=== Try it ===
The records below are to be duplicated exactly as they appear.

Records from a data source
——————————

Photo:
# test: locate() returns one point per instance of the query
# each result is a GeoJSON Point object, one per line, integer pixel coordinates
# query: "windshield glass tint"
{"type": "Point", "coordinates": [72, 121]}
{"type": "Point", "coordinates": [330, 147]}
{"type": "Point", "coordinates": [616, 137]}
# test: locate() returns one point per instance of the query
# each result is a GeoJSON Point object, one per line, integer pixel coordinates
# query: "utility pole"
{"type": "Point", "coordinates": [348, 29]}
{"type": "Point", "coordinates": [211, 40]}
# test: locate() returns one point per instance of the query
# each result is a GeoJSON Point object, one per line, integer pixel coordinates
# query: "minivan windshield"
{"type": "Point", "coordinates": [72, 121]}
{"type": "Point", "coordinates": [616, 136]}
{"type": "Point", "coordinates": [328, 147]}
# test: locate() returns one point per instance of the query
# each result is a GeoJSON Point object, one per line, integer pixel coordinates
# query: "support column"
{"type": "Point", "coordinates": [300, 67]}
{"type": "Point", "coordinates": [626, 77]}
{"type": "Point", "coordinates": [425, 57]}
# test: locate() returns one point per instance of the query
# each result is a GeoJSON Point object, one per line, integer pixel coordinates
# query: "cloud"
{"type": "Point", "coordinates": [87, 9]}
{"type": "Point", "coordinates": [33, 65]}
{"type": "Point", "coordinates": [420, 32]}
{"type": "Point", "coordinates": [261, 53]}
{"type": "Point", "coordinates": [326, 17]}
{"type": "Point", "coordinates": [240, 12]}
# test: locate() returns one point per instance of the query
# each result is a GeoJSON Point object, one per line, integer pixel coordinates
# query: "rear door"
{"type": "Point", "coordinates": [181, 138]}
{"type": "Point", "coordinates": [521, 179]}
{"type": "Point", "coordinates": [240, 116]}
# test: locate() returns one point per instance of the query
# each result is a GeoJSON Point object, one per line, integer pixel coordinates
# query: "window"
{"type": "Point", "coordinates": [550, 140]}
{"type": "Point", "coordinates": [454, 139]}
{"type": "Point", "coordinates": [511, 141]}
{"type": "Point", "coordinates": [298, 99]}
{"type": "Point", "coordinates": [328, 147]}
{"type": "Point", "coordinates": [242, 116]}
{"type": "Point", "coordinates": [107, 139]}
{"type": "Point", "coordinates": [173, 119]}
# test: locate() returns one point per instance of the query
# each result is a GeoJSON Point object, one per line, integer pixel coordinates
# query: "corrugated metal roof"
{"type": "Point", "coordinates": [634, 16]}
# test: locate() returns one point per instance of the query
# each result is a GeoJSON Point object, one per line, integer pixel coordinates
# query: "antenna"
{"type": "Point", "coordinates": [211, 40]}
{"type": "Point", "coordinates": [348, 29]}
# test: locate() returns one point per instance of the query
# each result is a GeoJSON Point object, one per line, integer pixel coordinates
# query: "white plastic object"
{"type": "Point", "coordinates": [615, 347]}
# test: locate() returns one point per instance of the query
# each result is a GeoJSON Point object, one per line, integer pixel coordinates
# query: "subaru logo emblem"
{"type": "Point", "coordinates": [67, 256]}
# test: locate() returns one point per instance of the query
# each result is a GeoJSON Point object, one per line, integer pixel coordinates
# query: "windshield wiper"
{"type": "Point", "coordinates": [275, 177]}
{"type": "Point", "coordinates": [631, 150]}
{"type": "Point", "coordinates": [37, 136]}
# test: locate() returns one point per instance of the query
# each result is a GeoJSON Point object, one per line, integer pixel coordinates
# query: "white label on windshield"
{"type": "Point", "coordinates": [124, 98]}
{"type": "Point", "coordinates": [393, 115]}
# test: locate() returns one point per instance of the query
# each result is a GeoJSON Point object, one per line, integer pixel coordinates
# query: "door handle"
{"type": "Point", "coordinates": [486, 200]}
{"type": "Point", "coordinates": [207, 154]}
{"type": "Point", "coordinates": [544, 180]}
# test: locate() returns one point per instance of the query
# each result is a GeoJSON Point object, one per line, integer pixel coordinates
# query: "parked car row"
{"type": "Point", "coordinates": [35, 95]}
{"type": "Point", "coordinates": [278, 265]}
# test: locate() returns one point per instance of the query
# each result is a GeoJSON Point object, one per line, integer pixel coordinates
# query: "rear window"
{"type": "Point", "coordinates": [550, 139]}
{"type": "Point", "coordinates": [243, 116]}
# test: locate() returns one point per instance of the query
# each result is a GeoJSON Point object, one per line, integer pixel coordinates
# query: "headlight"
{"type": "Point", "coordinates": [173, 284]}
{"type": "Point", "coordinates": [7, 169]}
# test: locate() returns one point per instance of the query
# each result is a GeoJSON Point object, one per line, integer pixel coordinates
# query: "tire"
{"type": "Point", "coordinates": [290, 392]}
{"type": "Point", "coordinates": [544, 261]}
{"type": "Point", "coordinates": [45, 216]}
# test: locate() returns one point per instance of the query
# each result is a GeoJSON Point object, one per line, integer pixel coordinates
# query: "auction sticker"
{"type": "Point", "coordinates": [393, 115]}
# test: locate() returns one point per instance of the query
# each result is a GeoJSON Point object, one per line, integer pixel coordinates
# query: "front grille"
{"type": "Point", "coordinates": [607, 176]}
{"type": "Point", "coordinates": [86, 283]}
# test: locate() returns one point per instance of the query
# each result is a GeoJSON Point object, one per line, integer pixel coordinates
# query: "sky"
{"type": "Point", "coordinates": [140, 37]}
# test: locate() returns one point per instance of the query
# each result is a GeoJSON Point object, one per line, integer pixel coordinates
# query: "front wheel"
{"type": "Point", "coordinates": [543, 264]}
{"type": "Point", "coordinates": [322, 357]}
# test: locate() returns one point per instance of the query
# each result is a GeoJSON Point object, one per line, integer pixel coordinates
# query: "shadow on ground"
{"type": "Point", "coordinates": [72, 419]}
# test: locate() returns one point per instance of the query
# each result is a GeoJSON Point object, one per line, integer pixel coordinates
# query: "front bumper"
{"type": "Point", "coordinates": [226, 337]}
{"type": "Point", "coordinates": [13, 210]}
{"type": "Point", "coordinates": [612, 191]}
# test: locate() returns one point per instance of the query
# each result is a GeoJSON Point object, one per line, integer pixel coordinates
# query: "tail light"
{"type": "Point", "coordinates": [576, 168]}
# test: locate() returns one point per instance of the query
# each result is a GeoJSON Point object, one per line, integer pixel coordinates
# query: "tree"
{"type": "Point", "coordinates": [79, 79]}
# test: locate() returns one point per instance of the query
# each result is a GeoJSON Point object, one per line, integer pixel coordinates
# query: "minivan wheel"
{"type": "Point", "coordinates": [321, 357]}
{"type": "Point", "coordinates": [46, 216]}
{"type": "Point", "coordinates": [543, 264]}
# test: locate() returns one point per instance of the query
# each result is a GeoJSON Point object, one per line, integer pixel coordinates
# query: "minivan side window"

——————————

=== Answer to the problem ===
Photo:
# test: locate() returns one point per instance of the query
# each result is a GeoJSON Point object, one per line, integer pixel coordinates
# query: "windshield glass tint"
{"type": "Point", "coordinates": [72, 121]}
{"type": "Point", "coordinates": [330, 147]}
{"type": "Point", "coordinates": [616, 137]}
# test: locate() returns one point per instance of the query
# each result is a GeoJSON Point object, one per line, integer pixel coordinates
# query: "utility pole"
{"type": "Point", "coordinates": [348, 29]}
{"type": "Point", "coordinates": [211, 40]}
# test: locate() returns one point per instance of the query
# each result is a GeoJSON Point object, one per line, integer pixel coordinates
# query: "minivan windshield"
{"type": "Point", "coordinates": [72, 121]}
{"type": "Point", "coordinates": [616, 136]}
{"type": "Point", "coordinates": [328, 147]}
# test: locate() returns one point per instance of the query
# each result is a GeoJSON Point object, one per line, integer pixel coordinates
# query: "support column"
{"type": "Point", "coordinates": [300, 67]}
{"type": "Point", "coordinates": [626, 77]}
{"type": "Point", "coordinates": [425, 57]}
# test: locate() returns one point per instance of the query
# each result is a GeoJSON Point object, one per line, integer pixel coordinates
# query: "cloud"
{"type": "Point", "coordinates": [87, 9]}
{"type": "Point", "coordinates": [33, 65]}
{"type": "Point", "coordinates": [420, 32]}
{"type": "Point", "coordinates": [261, 53]}
{"type": "Point", "coordinates": [326, 17]}
{"type": "Point", "coordinates": [240, 12]}
# test: locate() returns one point per instance of the query
# each result is a GeoJSON Point object, one per line, integer pixel coordinates
# query: "rear door"
{"type": "Point", "coordinates": [181, 138]}
{"type": "Point", "coordinates": [521, 179]}
{"type": "Point", "coordinates": [240, 116]}
# test: locate() returns one point per instance of the query
# each result is a GeoJSON Point object, one per line, integer pixel coordinates
# query: "window"
{"type": "Point", "coordinates": [550, 140]}
{"type": "Point", "coordinates": [454, 139]}
{"type": "Point", "coordinates": [511, 141]}
{"type": "Point", "coordinates": [298, 99]}
{"type": "Point", "coordinates": [328, 147]}
{"type": "Point", "coordinates": [242, 116]}
{"type": "Point", "coordinates": [107, 139]}
{"type": "Point", "coordinates": [173, 119]}
# test: locate() returns one point per instance of the query
# each result is a GeoJSON Point object, one per line, integer pixel coordinates
# query: "corrugated metal roof"
{"type": "Point", "coordinates": [634, 16]}
# test: locate() returns one point per instance of the query
# each result is a GeoJSON Point object, one per line, integer pixel coordinates
# query: "antenna"
{"type": "Point", "coordinates": [211, 40]}
{"type": "Point", "coordinates": [348, 29]}
# test: locate() returns one point per instance of the query
# each result is a GeoJSON Point object, one per line, integer pixel coordinates
# query: "white plastic object"
{"type": "Point", "coordinates": [615, 347]}
# test: locate() returns one point per instance of the query
# each result is a GeoJSON Point object, one per line, integer pixel coordinates
# query: "subaru logo emblem"
{"type": "Point", "coordinates": [67, 256]}
# test: locate() returns one point per instance of the query
# each result is a GeoJSON Point object, one per line, integer pixel coordinates
# query: "windshield wiper"
{"type": "Point", "coordinates": [275, 177]}
{"type": "Point", "coordinates": [631, 150]}
{"type": "Point", "coordinates": [37, 136]}
# test: locate() returns one point per instance of the query
# each result is a GeoJSON Point object, one per line, integer pixel coordinates
# query: "white label on windshield"
{"type": "Point", "coordinates": [124, 98]}
{"type": "Point", "coordinates": [393, 115]}
# test: locate() returns one point per instance of the query
# each result is a GeoJSON Point object, one per line, integer pixel coordinates
# query: "door handle"
{"type": "Point", "coordinates": [486, 200]}
{"type": "Point", "coordinates": [207, 154]}
{"type": "Point", "coordinates": [544, 180]}
# test: locate() returns one point per instance of the query
# each result is a GeoJSON Point object, one per line, integer pixel coordinates
# query: "parked car row"
{"type": "Point", "coordinates": [35, 95]}
{"type": "Point", "coordinates": [278, 265]}
# test: locate() returns one point per instance of the query
# each result is a GeoJSON Point object, one per line, integer pixel coordinates
# query: "rear window"
{"type": "Point", "coordinates": [550, 139]}
{"type": "Point", "coordinates": [243, 116]}
# test: locate() returns one point per instance of the query
# each result is a GeoJSON Point object, one per line, integer pixel coordinates
# query: "headlight"
{"type": "Point", "coordinates": [173, 284]}
{"type": "Point", "coordinates": [7, 169]}
# test: locate() returns one point per instance of the query
# each result is a GeoJSON Point object, one per line, integer pixel coordinates
# query: "tire"
{"type": "Point", "coordinates": [290, 392]}
{"type": "Point", "coordinates": [544, 261]}
{"type": "Point", "coordinates": [45, 216]}
# test: locate() returns one point per instance of the query
# each result is a GeoJSON Point object, one per line, integer pixel coordinates
# query: "auction sticker"
{"type": "Point", "coordinates": [393, 115]}
# test: locate() returns one point per instance of the query
# each result is a GeoJSON Point object, one per line, integer pixel coordinates
# query: "front grille"
{"type": "Point", "coordinates": [607, 176]}
{"type": "Point", "coordinates": [86, 283]}
# test: locate() returns one point per instance of the query
# each result is a GeoJSON Point object, one per line, integer pixel coordinates
# query: "sky"
{"type": "Point", "coordinates": [140, 37]}
# test: locate() returns one point per instance of the query
# each result is a GeoJSON Point object, one per line, integer pixel coordinates
# query: "front wheel"
{"type": "Point", "coordinates": [543, 264]}
{"type": "Point", "coordinates": [322, 357]}
# test: locate() returns one point per instance of the query
# each result is a GeoJSON Point object, one per line, integer pixel coordinates
# query: "shadow on ground"
{"type": "Point", "coordinates": [72, 419]}
# test: locate() returns one point per instance of the query
# each result is a GeoJSON Point object, one per line, integer pixel coordinates
# query: "front bumper"
{"type": "Point", "coordinates": [226, 337]}
{"type": "Point", "coordinates": [13, 210]}
{"type": "Point", "coordinates": [612, 191]}
# test: locate() returns one point per instance of the query
# each result is a GeoJSON Point object, one per line, integer pixel coordinates
# query: "tail light"
{"type": "Point", "coordinates": [576, 168]}
# test: locate() returns one point per instance of the query
# each result is a GeoJSON Point object, one per line, integer pixel coordinates
# query: "tree"
{"type": "Point", "coordinates": [79, 79]}
# test: locate() returns one point per instance of the query
# each result is a GeoJSON Point object, one per line, integer pixel coordinates
# query: "minivan wheel"
{"type": "Point", "coordinates": [321, 357]}
{"type": "Point", "coordinates": [46, 216]}
{"type": "Point", "coordinates": [543, 264]}
# test: locate() returns one point per instance of the query
# each result is a GeoJSON Point object, one per line, integer pixel coordinates
# query: "minivan side window"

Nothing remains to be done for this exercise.